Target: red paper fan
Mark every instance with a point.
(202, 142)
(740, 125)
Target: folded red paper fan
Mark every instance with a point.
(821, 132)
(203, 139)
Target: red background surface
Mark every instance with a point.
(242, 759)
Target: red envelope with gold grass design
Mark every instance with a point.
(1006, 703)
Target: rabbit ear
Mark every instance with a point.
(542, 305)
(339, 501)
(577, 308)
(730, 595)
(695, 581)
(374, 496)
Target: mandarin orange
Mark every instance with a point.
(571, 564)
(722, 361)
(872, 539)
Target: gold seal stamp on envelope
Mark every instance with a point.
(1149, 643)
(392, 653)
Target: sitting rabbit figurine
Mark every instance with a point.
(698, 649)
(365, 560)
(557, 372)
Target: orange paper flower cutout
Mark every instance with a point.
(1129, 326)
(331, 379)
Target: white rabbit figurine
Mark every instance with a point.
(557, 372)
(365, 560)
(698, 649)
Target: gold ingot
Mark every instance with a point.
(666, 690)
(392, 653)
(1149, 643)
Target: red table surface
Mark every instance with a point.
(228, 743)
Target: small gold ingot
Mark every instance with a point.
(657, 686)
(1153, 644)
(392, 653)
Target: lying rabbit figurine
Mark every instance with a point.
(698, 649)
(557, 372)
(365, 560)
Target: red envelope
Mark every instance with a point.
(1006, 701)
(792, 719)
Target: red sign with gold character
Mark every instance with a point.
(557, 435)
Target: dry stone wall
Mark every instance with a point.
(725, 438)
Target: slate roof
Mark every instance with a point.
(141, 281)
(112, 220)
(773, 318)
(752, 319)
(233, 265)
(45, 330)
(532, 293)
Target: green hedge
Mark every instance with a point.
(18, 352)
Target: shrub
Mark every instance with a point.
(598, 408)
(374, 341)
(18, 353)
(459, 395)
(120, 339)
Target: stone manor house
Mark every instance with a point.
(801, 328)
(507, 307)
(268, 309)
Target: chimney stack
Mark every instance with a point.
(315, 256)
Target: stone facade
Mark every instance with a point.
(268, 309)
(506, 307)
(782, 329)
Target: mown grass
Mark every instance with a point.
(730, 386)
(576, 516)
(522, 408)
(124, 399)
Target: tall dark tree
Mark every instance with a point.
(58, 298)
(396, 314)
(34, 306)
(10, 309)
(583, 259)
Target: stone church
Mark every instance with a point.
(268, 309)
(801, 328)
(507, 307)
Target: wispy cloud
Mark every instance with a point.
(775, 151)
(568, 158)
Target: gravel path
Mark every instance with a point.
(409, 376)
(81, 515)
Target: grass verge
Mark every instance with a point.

────────────────

Instructions to follow —
Copy every item above line by line, reproducing each one without any change.

Reply to the task —
Target: red paper fan
Mark every instance with a point.
(202, 142)
(740, 125)
Target: folded red paper fan
Mark every instance with a point.
(821, 132)
(203, 139)
Target: red background surface
Mark every instance with a point.
(242, 759)
Target: red envelope with gold grass design
Mark every instance with a point.
(1006, 703)
Target: rabbit ear
Mark every instance with a point.
(542, 305)
(339, 501)
(577, 308)
(730, 595)
(695, 581)
(374, 496)
Target: mandarin orange
Mark every instance with a point.
(571, 564)
(722, 361)
(872, 539)
Target: gold seal stamp on envelope
Mark every instance with a point.
(1149, 643)
(392, 653)
Target: sitting rabbit figurine
Mark every instance with a point.
(698, 649)
(365, 560)
(557, 372)
Target: orange paper flower cutout
Mark every instance with a point.
(1129, 326)
(331, 379)
Target: white rabbit figurine
Mark every instance with a point.
(557, 372)
(365, 560)
(698, 649)
Target: gold ingot
Mark every instance with a point.
(666, 690)
(392, 653)
(1149, 643)
Target: red table surface
Mark every instance with a point.
(228, 743)
Target: small gold ingot
Mark every instance with a point.
(657, 686)
(1153, 644)
(392, 653)
Target: lying rabbit figurine
Mark every instance with a point.
(698, 649)
(557, 372)
(365, 560)
Target: red envelope
Mark every instance with a point.
(1006, 701)
(792, 719)
Target: red sign with gold character
Mark every instance with a point.
(557, 435)
Target: dry stone wall
Mark every instance with a point.
(725, 438)
Target: slate roof
Mark every instance with a point.
(141, 281)
(112, 220)
(773, 318)
(752, 319)
(233, 265)
(45, 330)
(532, 293)
Target: green hedge
Mark every instance with a point.
(18, 352)
Target: shrub
Mark every instance with a point.
(598, 408)
(374, 341)
(18, 353)
(459, 395)
(120, 339)
Target: stone manor house
Mark every instance with a point.
(801, 328)
(507, 307)
(268, 309)
Target: chimney stack
Mark every instance with a point.
(315, 256)
Target: stone facade
Mark every instance with a point.
(268, 309)
(506, 307)
(782, 329)
Target: mown grass
Mark every instance with a point.
(730, 386)
(576, 516)
(522, 408)
(124, 399)
Target: tall dark tree
Mark every instance with a point.
(58, 298)
(396, 314)
(34, 306)
(10, 309)
(583, 259)
Target: stone church
Mark every instance with a point.
(268, 309)
(801, 328)
(507, 307)
Target: wispy cloud
Mark every instance with a point.
(775, 151)
(568, 158)
Target: gravel path
Mark every instance with a point.
(409, 376)
(81, 515)
Target: grass verge
Mark every instance with a point.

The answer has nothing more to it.